■ Text shown:
Digging In, Getting Out, Surviving
NEW ORLEANS--In the flooded wreck of her city, cut off from water, electricity, and her dialysis treatments, Violet Jackson simply wasn't ready to leave. Her 79-year-old husband had died in the wake of Hurricane Katrina and was still slumped over in his easy chair in their white shotgun shack on the edge of the Garden District.
When her neighbor, Henry McEnery, a pastor, visited her the next day, she was sick and disoriented, having missed several days of treatment. But she simply couldn't abandon her husband, she said. McEnery offered to hold a makeshift funeral service for him. "I even happened to have a bunch of flowers," he says. So he wrapped the body in blankets and plastic bags and held a brief, 15-minute service in her house. "Right after, she finally smiled, even as she was crying," McEnery says. "I said, 'Now, can we go to the hospital?' "
Jackson agreed. A week later, though, her husband's body was still out on the front porch, wrapped in a light blue blanket under a hand-lettered yellow sign: "Alcede Jackson. Rest in peace."

■ Available data:
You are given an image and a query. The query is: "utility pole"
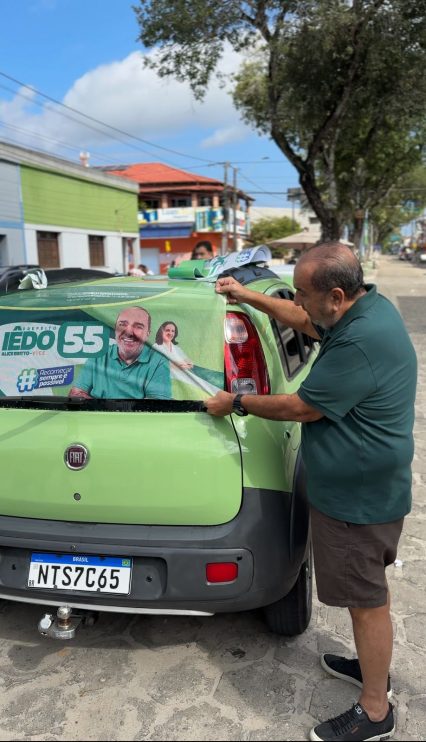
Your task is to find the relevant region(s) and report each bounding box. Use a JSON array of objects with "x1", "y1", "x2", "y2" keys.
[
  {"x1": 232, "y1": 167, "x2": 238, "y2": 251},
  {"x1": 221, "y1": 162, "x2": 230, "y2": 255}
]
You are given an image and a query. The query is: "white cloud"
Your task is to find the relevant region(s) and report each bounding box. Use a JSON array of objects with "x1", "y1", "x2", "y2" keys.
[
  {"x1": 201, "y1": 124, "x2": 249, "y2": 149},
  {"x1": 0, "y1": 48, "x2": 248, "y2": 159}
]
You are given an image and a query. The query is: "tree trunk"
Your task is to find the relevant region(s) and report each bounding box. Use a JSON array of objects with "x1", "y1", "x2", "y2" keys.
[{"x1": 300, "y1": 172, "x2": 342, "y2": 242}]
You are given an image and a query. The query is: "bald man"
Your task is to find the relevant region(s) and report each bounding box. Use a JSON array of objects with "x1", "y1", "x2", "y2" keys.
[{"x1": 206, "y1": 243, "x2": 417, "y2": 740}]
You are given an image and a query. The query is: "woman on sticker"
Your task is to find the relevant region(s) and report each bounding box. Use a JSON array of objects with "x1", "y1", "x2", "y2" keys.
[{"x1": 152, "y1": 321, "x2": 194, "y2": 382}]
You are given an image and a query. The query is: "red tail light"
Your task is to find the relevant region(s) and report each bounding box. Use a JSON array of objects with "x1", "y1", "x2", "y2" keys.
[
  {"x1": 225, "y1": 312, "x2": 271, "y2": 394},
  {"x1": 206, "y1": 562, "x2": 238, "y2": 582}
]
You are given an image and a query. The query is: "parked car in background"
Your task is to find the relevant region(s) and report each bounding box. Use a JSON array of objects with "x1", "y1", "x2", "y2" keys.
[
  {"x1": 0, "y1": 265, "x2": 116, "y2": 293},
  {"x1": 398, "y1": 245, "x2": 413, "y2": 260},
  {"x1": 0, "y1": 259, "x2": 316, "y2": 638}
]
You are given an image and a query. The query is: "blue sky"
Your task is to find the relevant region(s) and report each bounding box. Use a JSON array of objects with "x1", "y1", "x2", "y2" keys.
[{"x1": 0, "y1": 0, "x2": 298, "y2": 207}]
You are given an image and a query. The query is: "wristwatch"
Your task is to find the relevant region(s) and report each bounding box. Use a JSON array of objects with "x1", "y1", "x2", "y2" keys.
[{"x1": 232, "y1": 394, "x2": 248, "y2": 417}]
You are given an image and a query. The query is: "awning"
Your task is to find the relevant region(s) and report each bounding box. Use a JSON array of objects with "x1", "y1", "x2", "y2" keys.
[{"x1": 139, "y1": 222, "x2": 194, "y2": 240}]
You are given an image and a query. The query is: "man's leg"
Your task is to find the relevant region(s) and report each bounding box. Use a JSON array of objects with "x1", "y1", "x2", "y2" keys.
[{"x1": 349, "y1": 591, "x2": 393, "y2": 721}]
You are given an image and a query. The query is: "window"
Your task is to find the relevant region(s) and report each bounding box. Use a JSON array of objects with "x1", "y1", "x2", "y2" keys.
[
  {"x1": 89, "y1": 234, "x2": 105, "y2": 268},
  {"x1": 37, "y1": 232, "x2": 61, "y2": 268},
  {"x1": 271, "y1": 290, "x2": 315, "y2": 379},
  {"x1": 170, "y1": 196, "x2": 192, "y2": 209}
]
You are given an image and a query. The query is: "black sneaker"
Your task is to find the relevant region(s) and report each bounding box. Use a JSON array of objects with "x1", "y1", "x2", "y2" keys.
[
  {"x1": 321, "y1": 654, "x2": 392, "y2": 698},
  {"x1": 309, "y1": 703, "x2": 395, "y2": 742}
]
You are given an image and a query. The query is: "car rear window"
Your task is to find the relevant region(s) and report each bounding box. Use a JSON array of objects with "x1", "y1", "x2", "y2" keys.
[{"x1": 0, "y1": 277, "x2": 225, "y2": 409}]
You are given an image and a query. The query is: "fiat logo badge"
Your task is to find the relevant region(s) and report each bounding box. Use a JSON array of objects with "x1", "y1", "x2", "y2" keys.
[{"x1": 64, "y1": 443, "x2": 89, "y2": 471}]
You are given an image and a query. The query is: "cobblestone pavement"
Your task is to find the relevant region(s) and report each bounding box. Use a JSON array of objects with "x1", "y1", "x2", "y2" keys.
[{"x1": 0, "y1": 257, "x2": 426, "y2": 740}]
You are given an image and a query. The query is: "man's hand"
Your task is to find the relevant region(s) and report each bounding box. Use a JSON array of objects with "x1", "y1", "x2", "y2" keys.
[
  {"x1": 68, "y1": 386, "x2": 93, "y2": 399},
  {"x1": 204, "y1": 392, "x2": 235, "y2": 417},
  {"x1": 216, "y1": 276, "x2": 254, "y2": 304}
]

■ Action item: Please summarize the article about Violet Jackson in two sentences. The records have nothing to do with this exercise.

■ The answer: After Hurricane Katrina, Violet Jackson, cut off from water, electricity, and her dialysis treatments, would not leave her flooded New Orleans home because she couldn't abandon her husband, whose body was still in his easy chair. Her neighbor, pastor Henry McEnery, wrapped the body and held a brief service in her house, after which she agreed to go to the hospital, but a week later the body was still on the front porch under a sign reading "Alcede Jackson. Rest in peace."